Desenvolvimento além da economia
A evolução das economias dos países de 2020 para 2024, aferida pelo Banco Mundial com o conceito de "Paridade do Poder de Compra" (em inglês Purchasing Power Parities, ou simplesmente PPP), serve para esclarecer várias questões, inclusive as distorções históricas resultantes da comparação tradicional realizada unicamente com o dólar, também conhecida como "paridade cambial". De acordo com os dados publicados no site do Banco Mundial, o PIB de todos os países no ano passado atingiu um total (em PPP) de US$ 197,4 trilhões – salto de US$ 70 trilhões em relação aos US$ 127 trilhões de 2020, ou 55% de aumento.

Enunciado 1:
Traduza para o inglês esta frase do texto sobre a Paridade do Poder de Compra: "De acordo com os dados publicados no site do Banco Mundial, o PIB de todos os países no ano passado atingiu um total (em PPP) de US$ 197,4 trilhões – salto de US$ 70 trilhões em relação aos US$ 127 trilhões de 2020, ou 55% de aumento."
Enunciado 2:
Liste todos os valores em dólares citados no texto sobre a Paridade do Poder de Compra.
Enunciado 3:
Prossiga o texto sobre a Paridade do Poder de Compra a partir da última frase apresentada.

Dados fornecidos:
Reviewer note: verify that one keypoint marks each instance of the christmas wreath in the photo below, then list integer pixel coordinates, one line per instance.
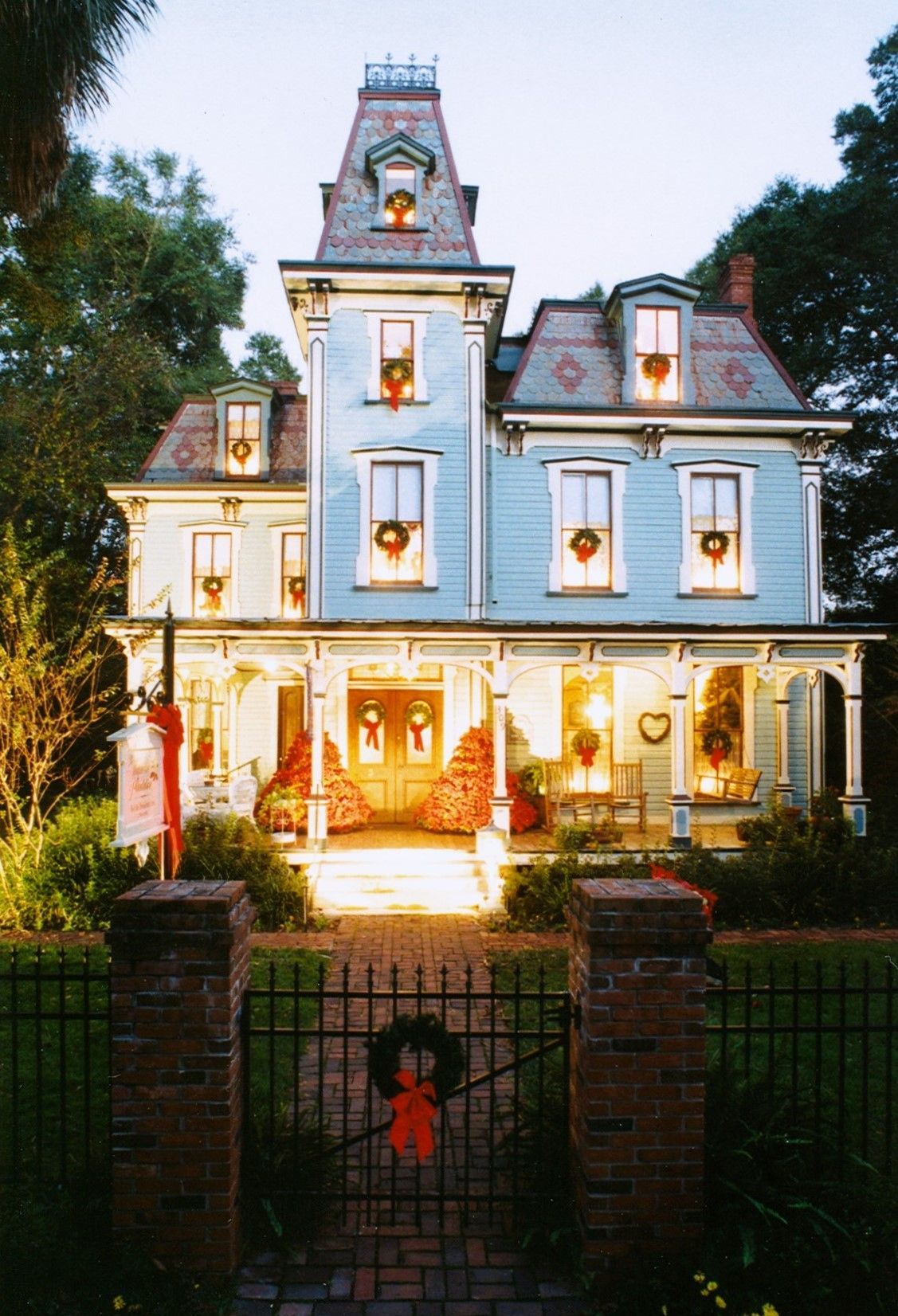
(394, 375)
(401, 203)
(716, 544)
(585, 744)
(656, 366)
(716, 745)
(415, 1103)
(585, 544)
(418, 716)
(371, 716)
(296, 591)
(391, 537)
(214, 589)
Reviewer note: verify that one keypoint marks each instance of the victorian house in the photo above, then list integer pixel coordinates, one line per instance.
(601, 539)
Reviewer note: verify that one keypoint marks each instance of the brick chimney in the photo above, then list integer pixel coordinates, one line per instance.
(738, 282)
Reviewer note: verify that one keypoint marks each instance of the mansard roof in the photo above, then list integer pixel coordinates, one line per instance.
(574, 359)
(189, 445)
(444, 233)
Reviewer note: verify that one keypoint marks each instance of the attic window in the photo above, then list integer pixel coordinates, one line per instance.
(657, 353)
(399, 195)
(242, 450)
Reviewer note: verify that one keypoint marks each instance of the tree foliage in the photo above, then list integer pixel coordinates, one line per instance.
(57, 58)
(111, 307)
(827, 302)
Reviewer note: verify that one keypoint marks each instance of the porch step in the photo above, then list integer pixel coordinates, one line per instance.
(402, 882)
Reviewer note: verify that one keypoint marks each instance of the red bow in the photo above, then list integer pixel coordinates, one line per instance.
(413, 1114)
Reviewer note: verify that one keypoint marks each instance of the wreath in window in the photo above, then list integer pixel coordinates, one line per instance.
(391, 537)
(212, 589)
(371, 716)
(418, 716)
(394, 375)
(399, 207)
(585, 744)
(415, 1103)
(296, 591)
(585, 544)
(716, 545)
(656, 366)
(716, 745)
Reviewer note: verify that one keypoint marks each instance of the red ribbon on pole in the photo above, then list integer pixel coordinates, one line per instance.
(167, 719)
(413, 1114)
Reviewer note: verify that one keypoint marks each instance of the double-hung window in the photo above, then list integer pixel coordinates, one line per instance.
(657, 354)
(211, 574)
(586, 531)
(397, 528)
(244, 440)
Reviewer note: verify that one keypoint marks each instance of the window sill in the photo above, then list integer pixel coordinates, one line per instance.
(598, 593)
(714, 593)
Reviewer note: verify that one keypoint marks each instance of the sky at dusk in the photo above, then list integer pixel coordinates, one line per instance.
(609, 139)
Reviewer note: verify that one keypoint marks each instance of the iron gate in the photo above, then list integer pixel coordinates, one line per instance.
(318, 1128)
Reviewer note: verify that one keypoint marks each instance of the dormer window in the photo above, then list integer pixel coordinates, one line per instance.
(244, 440)
(399, 202)
(397, 361)
(657, 354)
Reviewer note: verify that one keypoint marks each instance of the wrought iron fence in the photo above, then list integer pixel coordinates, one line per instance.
(319, 1126)
(811, 1049)
(54, 1063)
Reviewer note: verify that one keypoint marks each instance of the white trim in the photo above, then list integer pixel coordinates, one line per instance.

Resposta redigida 1:
According to the data published on the World Bank website, the GDP of all countries last year reached a total (in PPP) of US$ 197.4 trillion – a jump of US$ 70 trillion compared with the US$ 127 trillion of 2020, or a 55% increase.

Resposta redigida 2:
- US$ 197,4 trilhões
- US$ 70 trilhões
- US$ 127 trilhões

Resposta redigida 3:
A revelação mais interessante do levantamento do Banco Mundial é que o PIB da China, pela PPP, chegou a US$ 38,2 trilhões, muito distante dos US$ 29,2 trilhões alcançados pelos Estados Unidos (EUA), e mais do que o dobro do da Índia (US$ 16,2 trilhões) – país com população maior do que a chinesa desde 2023. Esse trio no topo deixa longe todos os demais países. Pela PPP, a Rússia é a quarta maior economia mundial, com US$ 6,9 trilhões, seguida de perto pelo Japão (US$ 6,4 trilhões) e a Alemanha (US$ 6 trilhões). Na sequência, pasmem, o Brasil (7º lugar!), com US$ 4,7 trilhões, e a Indonésia (US$ 4,6 trilhões), França e Itália (ambos empatados com US$ 4,2 trilhões).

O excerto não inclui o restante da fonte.